*** Opening of Record extracts ***

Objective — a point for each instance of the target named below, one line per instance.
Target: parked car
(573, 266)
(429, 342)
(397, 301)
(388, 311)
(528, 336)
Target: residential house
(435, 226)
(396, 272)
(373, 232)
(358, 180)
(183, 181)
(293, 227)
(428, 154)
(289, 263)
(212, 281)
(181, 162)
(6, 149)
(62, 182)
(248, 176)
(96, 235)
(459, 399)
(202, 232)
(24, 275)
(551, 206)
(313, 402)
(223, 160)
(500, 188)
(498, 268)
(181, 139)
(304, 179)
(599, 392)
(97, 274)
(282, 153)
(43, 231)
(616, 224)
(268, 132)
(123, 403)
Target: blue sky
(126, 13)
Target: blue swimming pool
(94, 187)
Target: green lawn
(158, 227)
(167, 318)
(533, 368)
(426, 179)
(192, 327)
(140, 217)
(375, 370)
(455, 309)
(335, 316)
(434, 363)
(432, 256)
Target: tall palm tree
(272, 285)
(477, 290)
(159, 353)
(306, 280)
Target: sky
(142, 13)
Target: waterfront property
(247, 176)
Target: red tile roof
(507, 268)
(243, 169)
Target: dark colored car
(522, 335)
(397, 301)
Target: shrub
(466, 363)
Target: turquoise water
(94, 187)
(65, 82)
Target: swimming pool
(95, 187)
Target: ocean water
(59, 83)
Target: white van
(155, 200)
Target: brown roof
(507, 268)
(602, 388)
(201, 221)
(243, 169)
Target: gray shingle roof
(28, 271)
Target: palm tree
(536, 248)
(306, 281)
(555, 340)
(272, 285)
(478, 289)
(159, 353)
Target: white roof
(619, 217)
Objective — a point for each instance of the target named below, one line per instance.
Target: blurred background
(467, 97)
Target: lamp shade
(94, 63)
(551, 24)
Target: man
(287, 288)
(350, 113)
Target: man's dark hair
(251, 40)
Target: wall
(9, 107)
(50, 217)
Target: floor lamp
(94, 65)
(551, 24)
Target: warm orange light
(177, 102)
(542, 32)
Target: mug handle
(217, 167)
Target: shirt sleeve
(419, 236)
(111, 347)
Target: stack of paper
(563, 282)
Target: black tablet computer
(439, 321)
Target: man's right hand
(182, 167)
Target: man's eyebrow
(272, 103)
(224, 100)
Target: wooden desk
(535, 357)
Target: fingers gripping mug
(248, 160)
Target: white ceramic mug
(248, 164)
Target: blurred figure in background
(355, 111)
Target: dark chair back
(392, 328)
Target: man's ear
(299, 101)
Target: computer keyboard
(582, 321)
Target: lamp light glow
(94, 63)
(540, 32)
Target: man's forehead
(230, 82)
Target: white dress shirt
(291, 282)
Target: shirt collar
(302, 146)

*** Close of Record extracts ***

◆ **Work order**
Every record above must be set down again, word for word.

◆ **Finished exercise**
Objective — a point for each instance of the target named below, one line per instance.
Target: parked car
(573, 266)
(429, 342)
(397, 301)
(388, 311)
(528, 336)
Target: residential house
(435, 226)
(396, 272)
(373, 232)
(358, 180)
(183, 181)
(293, 227)
(428, 154)
(289, 263)
(212, 281)
(181, 162)
(6, 149)
(62, 182)
(248, 176)
(96, 235)
(459, 399)
(202, 232)
(24, 275)
(551, 206)
(313, 402)
(223, 160)
(500, 188)
(498, 268)
(181, 139)
(304, 179)
(599, 392)
(97, 274)
(282, 153)
(43, 231)
(616, 224)
(268, 132)
(123, 403)
Target: blue sky
(126, 13)
Target: blue swimming pool
(94, 187)
Target: green lawn
(158, 227)
(167, 318)
(533, 368)
(426, 179)
(192, 327)
(140, 217)
(375, 370)
(455, 309)
(335, 316)
(434, 363)
(432, 256)
Target: tall palm tree
(272, 285)
(477, 290)
(159, 353)
(306, 280)
Target: sky
(142, 13)
Target: waterfront property
(247, 176)
Target: red tile roof
(507, 268)
(243, 169)
Target: dark colored car
(522, 335)
(397, 301)
Target: shrub
(466, 363)
Target: turquoise water
(94, 187)
(65, 82)
Target: swimming pool
(95, 187)
Target: ocean water
(59, 83)
Target: white van
(155, 200)
Target: brown roof
(507, 268)
(602, 388)
(201, 221)
(243, 169)
Target: gray shingle roof
(28, 271)
Target: palm tree
(536, 248)
(306, 281)
(555, 340)
(272, 285)
(478, 289)
(159, 353)
Target: white roof
(619, 217)
Objective — a point for each instance of the target named below, one line per instance.
Target: blurred background
(467, 97)
Target: lamp shade
(94, 63)
(551, 24)
Target: man
(287, 288)
(350, 113)
Target: man's dark hair
(251, 40)
Target: wall
(9, 107)
(50, 217)
Target: floor lamp
(94, 65)
(551, 24)
Target: warm orange light
(177, 102)
(542, 32)
Target: mug handle
(217, 167)
Target: shirt sleeve
(419, 236)
(111, 347)
Target: stack of paper
(563, 282)
Target: black tablet computer
(439, 321)
Target: man's right hand
(182, 167)
Target: man's eyebrow
(272, 103)
(224, 100)
Target: wooden desk
(535, 357)
Target: fingers gripping mug
(248, 160)
Target: white ceramic mug
(248, 164)
Target: blurred figure in background
(355, 111)
Target: dark chair back
(392, 328)
Target: man's ear
(299, 101)
Target: computer keyboard
(582, 321)
Target: lamp light glow
(94, 63)
(540, 32)
Target: man's forehead
(230, 82)
Target: white dress shirt
(291, 282)
Target: shirt collar
(302, 146)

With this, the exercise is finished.